TASK DESCRIPTION – From the material below, return each line that contains the word "pickup". Case matters.

---------- EXTRACTED MATERIAL ----------

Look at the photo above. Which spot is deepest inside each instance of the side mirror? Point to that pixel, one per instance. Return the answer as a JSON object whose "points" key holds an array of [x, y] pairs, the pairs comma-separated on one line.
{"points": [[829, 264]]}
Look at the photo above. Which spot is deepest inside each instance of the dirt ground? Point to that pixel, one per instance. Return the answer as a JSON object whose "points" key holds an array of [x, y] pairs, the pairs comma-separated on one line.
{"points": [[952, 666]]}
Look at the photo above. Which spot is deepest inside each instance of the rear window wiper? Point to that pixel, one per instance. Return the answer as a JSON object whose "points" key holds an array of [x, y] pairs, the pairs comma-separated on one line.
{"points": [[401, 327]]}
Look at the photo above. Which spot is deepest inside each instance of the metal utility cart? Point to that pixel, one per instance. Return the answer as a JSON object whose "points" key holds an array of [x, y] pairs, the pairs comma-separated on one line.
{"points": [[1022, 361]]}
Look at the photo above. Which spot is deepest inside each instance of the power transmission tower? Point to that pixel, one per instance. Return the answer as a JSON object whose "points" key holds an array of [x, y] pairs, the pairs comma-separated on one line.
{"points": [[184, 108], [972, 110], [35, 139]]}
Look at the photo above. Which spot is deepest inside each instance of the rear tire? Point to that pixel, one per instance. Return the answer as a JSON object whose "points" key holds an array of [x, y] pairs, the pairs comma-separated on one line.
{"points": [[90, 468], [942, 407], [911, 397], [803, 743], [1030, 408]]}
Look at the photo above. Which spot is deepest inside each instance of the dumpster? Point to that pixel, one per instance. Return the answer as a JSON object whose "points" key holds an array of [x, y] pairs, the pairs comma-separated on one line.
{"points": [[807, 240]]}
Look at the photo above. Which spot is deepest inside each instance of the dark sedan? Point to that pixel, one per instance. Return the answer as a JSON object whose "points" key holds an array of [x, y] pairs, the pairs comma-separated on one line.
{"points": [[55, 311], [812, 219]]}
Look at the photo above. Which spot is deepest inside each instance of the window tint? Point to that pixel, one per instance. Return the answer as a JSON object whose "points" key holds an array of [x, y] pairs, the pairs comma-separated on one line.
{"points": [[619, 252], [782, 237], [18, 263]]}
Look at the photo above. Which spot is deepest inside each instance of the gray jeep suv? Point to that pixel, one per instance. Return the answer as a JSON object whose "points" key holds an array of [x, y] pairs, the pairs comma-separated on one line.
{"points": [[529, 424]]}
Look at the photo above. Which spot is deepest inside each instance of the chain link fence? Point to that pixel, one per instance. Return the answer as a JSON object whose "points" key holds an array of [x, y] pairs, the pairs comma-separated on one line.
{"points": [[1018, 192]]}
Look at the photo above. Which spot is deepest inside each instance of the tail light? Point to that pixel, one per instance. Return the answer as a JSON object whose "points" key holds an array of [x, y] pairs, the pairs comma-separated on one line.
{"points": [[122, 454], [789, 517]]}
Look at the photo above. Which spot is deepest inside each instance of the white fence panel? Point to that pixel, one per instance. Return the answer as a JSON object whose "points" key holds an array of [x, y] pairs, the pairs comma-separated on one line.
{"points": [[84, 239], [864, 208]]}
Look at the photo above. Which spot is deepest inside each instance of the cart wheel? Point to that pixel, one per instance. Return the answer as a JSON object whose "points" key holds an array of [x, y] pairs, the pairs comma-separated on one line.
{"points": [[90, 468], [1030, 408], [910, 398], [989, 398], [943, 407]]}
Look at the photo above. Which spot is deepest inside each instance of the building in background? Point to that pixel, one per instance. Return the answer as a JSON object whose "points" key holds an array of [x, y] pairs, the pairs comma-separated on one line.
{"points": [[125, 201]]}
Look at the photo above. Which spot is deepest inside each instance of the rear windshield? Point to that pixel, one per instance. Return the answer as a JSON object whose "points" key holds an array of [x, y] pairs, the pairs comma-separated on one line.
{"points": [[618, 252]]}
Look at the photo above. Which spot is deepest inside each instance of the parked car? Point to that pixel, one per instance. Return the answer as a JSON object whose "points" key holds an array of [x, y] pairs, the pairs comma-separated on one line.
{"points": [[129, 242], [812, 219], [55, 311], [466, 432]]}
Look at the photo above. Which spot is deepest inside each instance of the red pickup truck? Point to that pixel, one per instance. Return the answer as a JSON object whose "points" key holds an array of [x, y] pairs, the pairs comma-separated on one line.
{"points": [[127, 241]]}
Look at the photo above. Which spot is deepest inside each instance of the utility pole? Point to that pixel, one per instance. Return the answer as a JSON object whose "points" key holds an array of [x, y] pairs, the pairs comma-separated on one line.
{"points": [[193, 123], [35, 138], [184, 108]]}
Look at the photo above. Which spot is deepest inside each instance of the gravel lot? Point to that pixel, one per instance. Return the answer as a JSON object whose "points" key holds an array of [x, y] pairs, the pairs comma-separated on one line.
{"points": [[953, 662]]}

----------
---------- EXTRACTED MATERIAL ----------

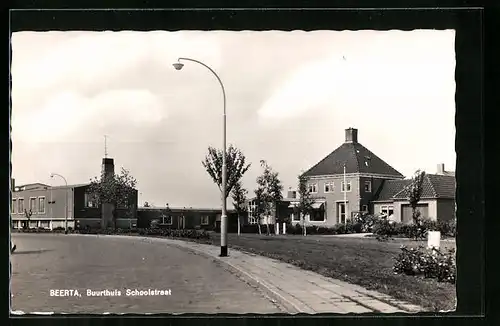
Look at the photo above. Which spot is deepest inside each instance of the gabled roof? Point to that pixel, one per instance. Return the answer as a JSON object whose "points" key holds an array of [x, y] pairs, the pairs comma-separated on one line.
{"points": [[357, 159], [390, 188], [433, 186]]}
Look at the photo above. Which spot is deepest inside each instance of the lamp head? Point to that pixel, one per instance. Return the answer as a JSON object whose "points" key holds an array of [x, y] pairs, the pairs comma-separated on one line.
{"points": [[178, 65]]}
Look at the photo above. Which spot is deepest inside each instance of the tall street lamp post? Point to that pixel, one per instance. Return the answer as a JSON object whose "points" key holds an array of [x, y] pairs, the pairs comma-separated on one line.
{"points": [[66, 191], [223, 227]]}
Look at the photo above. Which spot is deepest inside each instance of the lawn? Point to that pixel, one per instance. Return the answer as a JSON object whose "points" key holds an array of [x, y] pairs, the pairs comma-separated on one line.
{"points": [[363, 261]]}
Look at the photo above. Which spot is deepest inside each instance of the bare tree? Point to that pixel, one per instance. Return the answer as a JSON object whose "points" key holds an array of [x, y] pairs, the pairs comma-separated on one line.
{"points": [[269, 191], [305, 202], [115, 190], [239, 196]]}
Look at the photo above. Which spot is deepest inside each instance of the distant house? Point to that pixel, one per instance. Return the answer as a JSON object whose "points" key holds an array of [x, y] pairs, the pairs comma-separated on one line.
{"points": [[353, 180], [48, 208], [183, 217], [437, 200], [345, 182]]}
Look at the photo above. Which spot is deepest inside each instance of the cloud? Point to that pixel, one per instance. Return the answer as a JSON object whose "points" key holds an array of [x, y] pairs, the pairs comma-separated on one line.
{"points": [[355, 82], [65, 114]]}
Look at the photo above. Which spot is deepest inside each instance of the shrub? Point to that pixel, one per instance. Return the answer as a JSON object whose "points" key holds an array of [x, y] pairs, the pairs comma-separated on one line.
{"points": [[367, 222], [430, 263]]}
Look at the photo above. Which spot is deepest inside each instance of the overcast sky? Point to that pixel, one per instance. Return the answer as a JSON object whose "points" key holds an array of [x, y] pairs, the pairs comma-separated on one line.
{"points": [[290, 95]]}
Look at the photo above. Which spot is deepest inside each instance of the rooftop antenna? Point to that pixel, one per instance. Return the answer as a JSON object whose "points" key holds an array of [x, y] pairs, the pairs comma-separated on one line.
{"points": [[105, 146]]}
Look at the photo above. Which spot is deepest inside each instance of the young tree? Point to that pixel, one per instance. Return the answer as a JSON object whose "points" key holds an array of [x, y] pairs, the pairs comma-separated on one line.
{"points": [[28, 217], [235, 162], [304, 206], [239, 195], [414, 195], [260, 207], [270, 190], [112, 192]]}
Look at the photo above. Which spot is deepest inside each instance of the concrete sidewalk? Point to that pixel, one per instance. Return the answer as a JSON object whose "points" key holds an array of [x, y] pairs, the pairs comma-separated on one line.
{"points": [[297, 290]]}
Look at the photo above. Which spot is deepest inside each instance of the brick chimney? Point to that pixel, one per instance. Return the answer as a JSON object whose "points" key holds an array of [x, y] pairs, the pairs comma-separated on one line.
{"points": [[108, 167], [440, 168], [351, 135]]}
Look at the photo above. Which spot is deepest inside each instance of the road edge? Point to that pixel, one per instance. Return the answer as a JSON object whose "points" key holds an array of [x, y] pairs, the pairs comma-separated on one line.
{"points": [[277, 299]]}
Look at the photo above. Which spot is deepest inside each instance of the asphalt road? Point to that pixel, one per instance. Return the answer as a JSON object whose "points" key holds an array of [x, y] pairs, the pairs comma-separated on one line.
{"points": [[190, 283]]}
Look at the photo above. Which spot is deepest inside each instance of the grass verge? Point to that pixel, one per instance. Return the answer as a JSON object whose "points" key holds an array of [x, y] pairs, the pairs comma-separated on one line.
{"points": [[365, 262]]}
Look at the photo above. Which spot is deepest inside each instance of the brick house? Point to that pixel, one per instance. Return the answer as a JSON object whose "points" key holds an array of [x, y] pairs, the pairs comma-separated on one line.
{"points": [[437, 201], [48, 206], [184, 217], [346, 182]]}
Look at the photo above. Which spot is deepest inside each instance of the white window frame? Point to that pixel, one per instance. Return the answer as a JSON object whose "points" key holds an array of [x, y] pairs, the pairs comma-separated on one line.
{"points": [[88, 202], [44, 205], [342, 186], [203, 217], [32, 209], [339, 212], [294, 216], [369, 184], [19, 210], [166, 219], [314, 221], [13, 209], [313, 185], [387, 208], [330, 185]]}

----------
---------- EXTRACTED MATERIAL ----------

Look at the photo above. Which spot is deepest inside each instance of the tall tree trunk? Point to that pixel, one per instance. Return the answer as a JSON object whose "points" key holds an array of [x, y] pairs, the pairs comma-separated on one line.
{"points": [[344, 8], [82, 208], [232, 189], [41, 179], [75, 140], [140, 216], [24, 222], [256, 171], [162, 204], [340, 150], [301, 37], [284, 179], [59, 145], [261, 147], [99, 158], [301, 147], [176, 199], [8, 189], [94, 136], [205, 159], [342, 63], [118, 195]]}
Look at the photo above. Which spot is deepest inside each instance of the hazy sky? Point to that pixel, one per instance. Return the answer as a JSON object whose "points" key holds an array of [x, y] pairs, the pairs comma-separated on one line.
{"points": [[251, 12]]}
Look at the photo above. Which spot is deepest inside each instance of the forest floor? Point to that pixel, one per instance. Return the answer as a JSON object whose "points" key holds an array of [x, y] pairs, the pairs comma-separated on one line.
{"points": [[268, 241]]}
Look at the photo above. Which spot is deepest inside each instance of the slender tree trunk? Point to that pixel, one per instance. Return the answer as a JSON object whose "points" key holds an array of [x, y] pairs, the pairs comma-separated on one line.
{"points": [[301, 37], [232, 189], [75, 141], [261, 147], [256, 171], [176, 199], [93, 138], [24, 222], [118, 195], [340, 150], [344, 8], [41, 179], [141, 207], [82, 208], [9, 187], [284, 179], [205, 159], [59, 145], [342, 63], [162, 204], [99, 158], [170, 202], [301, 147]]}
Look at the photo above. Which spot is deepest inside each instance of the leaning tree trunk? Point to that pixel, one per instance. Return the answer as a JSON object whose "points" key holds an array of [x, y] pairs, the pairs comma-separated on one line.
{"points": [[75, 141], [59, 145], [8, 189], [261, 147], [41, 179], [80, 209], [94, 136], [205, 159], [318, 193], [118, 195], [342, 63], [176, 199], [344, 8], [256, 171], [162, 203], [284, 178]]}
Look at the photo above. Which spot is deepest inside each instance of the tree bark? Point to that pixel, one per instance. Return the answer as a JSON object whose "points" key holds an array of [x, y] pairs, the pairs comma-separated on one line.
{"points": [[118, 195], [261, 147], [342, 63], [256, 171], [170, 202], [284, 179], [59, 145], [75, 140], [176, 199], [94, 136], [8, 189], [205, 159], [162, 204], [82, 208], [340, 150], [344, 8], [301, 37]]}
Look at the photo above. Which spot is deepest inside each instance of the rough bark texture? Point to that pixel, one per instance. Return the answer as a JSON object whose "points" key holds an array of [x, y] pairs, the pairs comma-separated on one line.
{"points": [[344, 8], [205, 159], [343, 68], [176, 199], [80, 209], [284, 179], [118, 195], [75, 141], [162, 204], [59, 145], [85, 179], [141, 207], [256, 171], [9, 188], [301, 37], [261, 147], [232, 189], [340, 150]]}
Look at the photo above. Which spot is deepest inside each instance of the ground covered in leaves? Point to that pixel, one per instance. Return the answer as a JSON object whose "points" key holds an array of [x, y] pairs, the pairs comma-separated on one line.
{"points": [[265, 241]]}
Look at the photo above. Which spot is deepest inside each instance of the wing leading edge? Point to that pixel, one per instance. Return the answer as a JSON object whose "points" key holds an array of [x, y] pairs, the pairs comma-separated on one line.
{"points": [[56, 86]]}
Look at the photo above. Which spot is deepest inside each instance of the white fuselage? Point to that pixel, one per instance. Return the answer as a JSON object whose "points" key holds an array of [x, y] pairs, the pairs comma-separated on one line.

----------

EXERCISE ANSWER –
Look at the photo above. Which spot is deepest inside each instance of the red pickup truck? Point to that pixel, one per instance. Return the answer as a JSON object whose "points" key holds an array of [x, y] pairs, the pairs comma-separated on one line.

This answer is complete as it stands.